--- Start ENTRIES SHOWN ---

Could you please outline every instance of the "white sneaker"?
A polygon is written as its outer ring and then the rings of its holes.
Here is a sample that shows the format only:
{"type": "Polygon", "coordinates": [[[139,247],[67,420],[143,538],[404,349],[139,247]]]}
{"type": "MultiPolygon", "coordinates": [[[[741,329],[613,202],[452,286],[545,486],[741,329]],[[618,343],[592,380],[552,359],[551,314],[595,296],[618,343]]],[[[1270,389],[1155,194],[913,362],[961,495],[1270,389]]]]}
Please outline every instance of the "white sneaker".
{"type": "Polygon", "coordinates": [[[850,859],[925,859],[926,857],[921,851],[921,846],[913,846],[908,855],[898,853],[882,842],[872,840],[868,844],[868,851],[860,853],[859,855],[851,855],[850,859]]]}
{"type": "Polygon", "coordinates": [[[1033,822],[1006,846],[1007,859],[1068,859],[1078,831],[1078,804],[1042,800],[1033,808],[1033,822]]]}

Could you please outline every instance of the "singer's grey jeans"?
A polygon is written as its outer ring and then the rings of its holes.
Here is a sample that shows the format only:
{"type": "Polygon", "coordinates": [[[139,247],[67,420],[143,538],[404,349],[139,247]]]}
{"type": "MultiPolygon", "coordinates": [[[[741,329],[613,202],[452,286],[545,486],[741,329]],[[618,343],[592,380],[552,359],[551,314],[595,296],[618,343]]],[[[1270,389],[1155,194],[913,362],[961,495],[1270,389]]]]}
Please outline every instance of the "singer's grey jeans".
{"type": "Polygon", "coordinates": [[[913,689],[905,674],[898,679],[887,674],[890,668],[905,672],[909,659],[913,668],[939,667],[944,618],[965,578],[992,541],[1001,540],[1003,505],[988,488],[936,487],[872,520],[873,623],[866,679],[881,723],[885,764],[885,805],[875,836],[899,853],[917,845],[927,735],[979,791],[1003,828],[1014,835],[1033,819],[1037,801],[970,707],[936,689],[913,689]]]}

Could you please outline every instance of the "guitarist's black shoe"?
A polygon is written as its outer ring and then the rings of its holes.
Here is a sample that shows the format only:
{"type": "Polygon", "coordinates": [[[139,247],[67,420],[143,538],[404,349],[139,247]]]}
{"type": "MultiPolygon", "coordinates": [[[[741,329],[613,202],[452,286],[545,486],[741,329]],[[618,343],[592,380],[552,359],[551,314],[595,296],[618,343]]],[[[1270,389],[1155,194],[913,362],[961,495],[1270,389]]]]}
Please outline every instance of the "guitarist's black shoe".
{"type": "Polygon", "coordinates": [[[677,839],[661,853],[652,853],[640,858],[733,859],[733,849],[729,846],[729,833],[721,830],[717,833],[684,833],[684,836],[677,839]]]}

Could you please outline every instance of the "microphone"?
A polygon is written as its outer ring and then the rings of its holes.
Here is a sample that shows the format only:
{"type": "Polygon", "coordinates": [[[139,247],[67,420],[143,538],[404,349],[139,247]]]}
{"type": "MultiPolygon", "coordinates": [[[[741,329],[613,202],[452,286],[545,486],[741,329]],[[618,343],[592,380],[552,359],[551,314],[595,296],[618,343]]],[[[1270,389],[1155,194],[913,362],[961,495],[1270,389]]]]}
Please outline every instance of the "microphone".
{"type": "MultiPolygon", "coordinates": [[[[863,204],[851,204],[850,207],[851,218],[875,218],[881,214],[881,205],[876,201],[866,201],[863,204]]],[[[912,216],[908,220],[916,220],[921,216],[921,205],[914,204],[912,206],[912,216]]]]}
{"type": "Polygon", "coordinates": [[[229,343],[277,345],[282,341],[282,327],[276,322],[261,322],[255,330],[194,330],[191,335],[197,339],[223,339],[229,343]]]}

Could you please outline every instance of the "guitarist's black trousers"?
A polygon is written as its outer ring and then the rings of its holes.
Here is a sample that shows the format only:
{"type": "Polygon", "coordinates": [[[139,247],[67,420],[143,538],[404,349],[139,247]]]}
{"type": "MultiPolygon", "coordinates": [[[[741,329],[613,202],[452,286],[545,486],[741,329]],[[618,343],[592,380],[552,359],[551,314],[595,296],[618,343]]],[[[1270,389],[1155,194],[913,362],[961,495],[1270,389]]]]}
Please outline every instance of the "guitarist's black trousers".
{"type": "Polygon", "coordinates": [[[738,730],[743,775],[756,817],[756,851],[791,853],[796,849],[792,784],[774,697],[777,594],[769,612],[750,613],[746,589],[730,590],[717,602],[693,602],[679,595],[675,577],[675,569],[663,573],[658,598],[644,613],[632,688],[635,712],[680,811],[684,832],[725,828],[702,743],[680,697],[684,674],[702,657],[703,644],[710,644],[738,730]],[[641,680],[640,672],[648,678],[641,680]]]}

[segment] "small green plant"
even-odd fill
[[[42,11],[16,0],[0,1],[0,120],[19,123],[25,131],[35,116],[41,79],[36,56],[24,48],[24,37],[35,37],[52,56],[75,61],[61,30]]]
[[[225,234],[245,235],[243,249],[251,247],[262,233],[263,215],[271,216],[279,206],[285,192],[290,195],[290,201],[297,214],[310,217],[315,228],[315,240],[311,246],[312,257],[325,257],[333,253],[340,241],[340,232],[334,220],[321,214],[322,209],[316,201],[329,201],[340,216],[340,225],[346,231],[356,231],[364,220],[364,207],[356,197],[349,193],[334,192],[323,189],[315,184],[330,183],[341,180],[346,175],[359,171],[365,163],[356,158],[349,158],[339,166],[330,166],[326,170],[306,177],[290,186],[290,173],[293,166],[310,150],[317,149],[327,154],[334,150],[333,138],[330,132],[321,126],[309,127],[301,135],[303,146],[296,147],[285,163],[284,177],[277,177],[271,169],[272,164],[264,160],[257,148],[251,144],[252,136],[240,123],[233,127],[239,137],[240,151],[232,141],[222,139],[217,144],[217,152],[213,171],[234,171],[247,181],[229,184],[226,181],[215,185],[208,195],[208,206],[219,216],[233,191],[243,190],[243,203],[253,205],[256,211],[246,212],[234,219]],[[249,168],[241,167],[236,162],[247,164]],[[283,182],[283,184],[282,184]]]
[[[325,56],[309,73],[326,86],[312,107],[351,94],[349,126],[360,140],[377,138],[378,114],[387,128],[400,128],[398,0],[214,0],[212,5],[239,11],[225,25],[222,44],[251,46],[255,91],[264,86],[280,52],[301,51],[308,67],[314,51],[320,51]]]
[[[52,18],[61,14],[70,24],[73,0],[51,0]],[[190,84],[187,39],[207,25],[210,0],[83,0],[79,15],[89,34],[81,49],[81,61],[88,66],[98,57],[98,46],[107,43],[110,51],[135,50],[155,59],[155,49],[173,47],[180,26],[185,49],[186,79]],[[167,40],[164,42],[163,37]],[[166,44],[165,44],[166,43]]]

--- End ENTRIES SHOWN ---

(EXERCISE REQUIREMENTS)
Repeat the entries shown above, every one, word for word.

(TASK SOLUTION)
Could you please outline every instance of the "white sneaker"?
A polygon is written as its outer ring and then the rings of its holes.
Here is a sample that shows the format only:
{"type": "Polygon", "coordinates": [[[139,247],[67,420],[143,538],[404,349],[139,247]]]}
{"type": "MultiPolygon", "coordinates": [[[[741,329],[613,202],[452,286],[545,486],[741,329]],[[618,343],[592,380],[552,359],[551,314],[595,296],[618,343]]],[[[1270,389],[1155,194],[913,362],[961,495],[1270,389]]]]}
Please outline every instance of the "white sneaker".
{"type": "Polygon", "coordinates": [[[850,859],[925,859],[926,857],[921,851],[921,846],[913,846],[908,855],[898,853],[882,842],[872,840],[868,844],[868,851],[860,853],[859,855],[851,855],[850,859]]]}
{"type": "Polygon", "coordinates": [[[1033,822],[1006,846],[1007,859],[1068,859],[1078,831],[1078,804],[1042,800],[1033,808],[1033,822]]]}

Could you please outline every instance of the "singer's grey jeans"?
A polygon is written as its outer ring and then the rings of its holes.
Here is a sample that shows the format only:
{"type": "Polygon", "coordinates": [[[139,247],[67,420],[143,538],[404,349],[139,247]]]}
{"type": "MultiPolygon", "coordinates": [[[[741,329],[613,202],[452,286],[545,486],[741,329]],[[618,343],[592,380],[552,359],[551,314],[595,296],[618,343]]],[[[1270,389],[1155,194],[913,362],[961,495],[1270,389]]]]}
Please outline every instance of the "singer's grey jeans".
{"type": "Polygon", "coordinates": [[[913,689],[905,674],[898,679],[887,674],[890,668],[905,672],[909,659],[913,668],[939,667],[944,618],[965,578],[992,541],[1001,540],[1003,505],[988,488],[936,487],[872,520],[873,623],[866,679],[881,723],[885,764],[885,805],[875,836],[899,853],[917,845],[927,735],[979,791],[1003,828],[1014,835],[1033,819],[1037,801],[970,707],[936,689],[913,689]]]}

Could you please outline every instance of the "guitarist's black shoe"?
A polygon is written as its outer ring and then the rings of its holes.
Here is a sample that shows the format only:
{"type": "Polygon", "coordinates": [[[139,247],[67,420],[143,538],[404,349],[139,247]]]}
{"type": "MultiPolygon", "coordinates": [[[[741,329],[613,202],[452,286],[545,486],[741,329]],[[618,343],[592,380],[552,359],[551,314],[595,296],[618,343]]],[[[1270,389],[1155,194],[913,362],[961,495],[1270,389]]]]}
Please outline every instance of the "guitarist's black shoe".
{"type": "Polygon", "coordinates": [[[677,839],[661,853],[652,853],[640,858],[733,859],[733,849],[729,846],[729,833],[721,830],[717,833],[684,833],[684,836],[677,839]]]}

Could you please outline every instance of the "microphone"?
A polygon is written as its outer ring and then the rings of its holes.
Here is a sample that shows the format only:
{"type": "Polygon", "coordinates": [[[139,247],[67,420],[143,538],[404,349],[139,247]]]}
{"type": "MultiPolygon", "coordinates": [[[[741,329],[613,202],[452,286],[545,486],[741,329]],[[618,343],[592,380],[552,359],[551,314],[595,296],[618,343]]],[[[1270,389],[1155,194],[913,362],[961,495],[1270,389]]]]}
Please outline every instance of the "microphone".
{"type": "MultiPolygon", "coordinates": [[[[863,204],[851,204],[850,207],[851,218],[875,218],[881,214],[881,205],[876,201],[866,201],[863,204]]],[[[912,216],[908,220],[916,220],[921,216],[921,205],[914,204],[912,206],[912,216]]]]}
{"type": "Polygon", "coordinates": [[[229,343],[277,345],[282,341],[282,327],[276,322],[261,322],[255,330],[194,330],[191,335],[197,339],[223,339],[229,343]]]}

Could you please outline every instance of the "guitarist's black trousers"?
A polygon is written as its outer ring and then the rings of its holes.
Here is a sample that shows the format only:
{"type": "Polygon", "coordinates": [[[139,247],[67,420],[143,538],[404,349],[139,247]]]}
{"type": "MultiPolygon", "coordinates": [[[[741,329],[613,202],[452,286],[545,486],[741,329]],[[618,343],[592,380],[552,359],[551,314],[595,296],[618,343]]],[[[1270,389],[1155,194],[913,362],[961,495],[1270,389]]]]}
Please outline every instance of the "guitarist's black trousers".
{"type": "Polygon", "coordinates": [[[738,730],[743,775],[756,817],[756,851],[791,853],[796,849],[792,784],[774,697],[777,594],[769,612],[750,613],[746,589],[730,590],[717,602],[693,602],[679,595],[675,577],[675,569],[663,573],[658,598],[644,613],[632,688],[635,712],[680,811],[684,832],[725,828],[702,743],[680,697],[684,674],[702,657],[703,644],[710,644],[738,730]],[[641,680],[640,672],[648,678],[641,680]]]}

[segment] "small green plant"
even-odd fill
[[[42,11],[16,0],[0,1],[0,120],[19,123],[25,131],[35,116],[41,79],[36,56],[24,48],[24,37],[35,37],[52,56],[75,61],[61,30]]]
[[[225,234],[245,235],[243,249],[251,247],[262,233],[263,215],[271,216],[279,206],[285,192],[290,195],[290,201],[297,214],[310,217],[315,228],[315,240],[311,246],[312,257],[325,257],[333,253],[340,241],[340,232],[334,220],[321,214],[322,209],[316,201],[329,201],[340,216],[340,225],[346,231],[356,231],[364,220],[364,207],[356,197],[349,193],[334,192],[323,189],[315,184],[330,183],[341,180],[346,175],[359,171],[365,163],[356,158],[349,158],[339,166],[330,166],[326,170],[306,177],[290,186],[290,173],[293,166],[310,150],[317,149],[327,154],[334,150],[333,138],[330,132],[321,126],[309,127],[301,135],[303,146],[296,147],[285,163],[284,177],[277,177],[271,169],[272,164],[264,160],[257,148],[251,144],[252,136],[240,123],[233,127],[239,137],[240,151],[232,141],[222,139],[217,144],[217,152],[213,171],[234,171],[247,181],[229,184],[226,181],[215,185],[208,195],[208,206],[219,216],[233,191],[243,190],[243,203],[253,205],[256,211],[246,212],[234,219]],[[249,168],[241,167],[236,162],[247,164]],[[283,182],[283,184],[282,184]]]
[[[325,56],[309,73],[326,86],[312,107],[351,94],[349,126],[360,140],[377,138],[378,114],[387,128],[400,128],[398,0],[214,0],[212,5],[239,11],[225,25],[222,44],[251,46],[255,91],[264,86],[280,52],[301,51],[308,67],[314,51],[320,51]]]
[[[52,18],[61,14],[70,24],[73,0],[51,0]],[[190,84],[187,39],[207,25],[210,0],[83,0],[79,15],[89,34],[81,49],[81,61],[88,66],[98,57],[98,46],[107,43],[110,51],[135,50],[155,59],[155,49],[173,47],[180,26],[185,49],[186,79]],[[167,40],[164,42],[163,37]],[[166,44],[165,44],[166,43]]]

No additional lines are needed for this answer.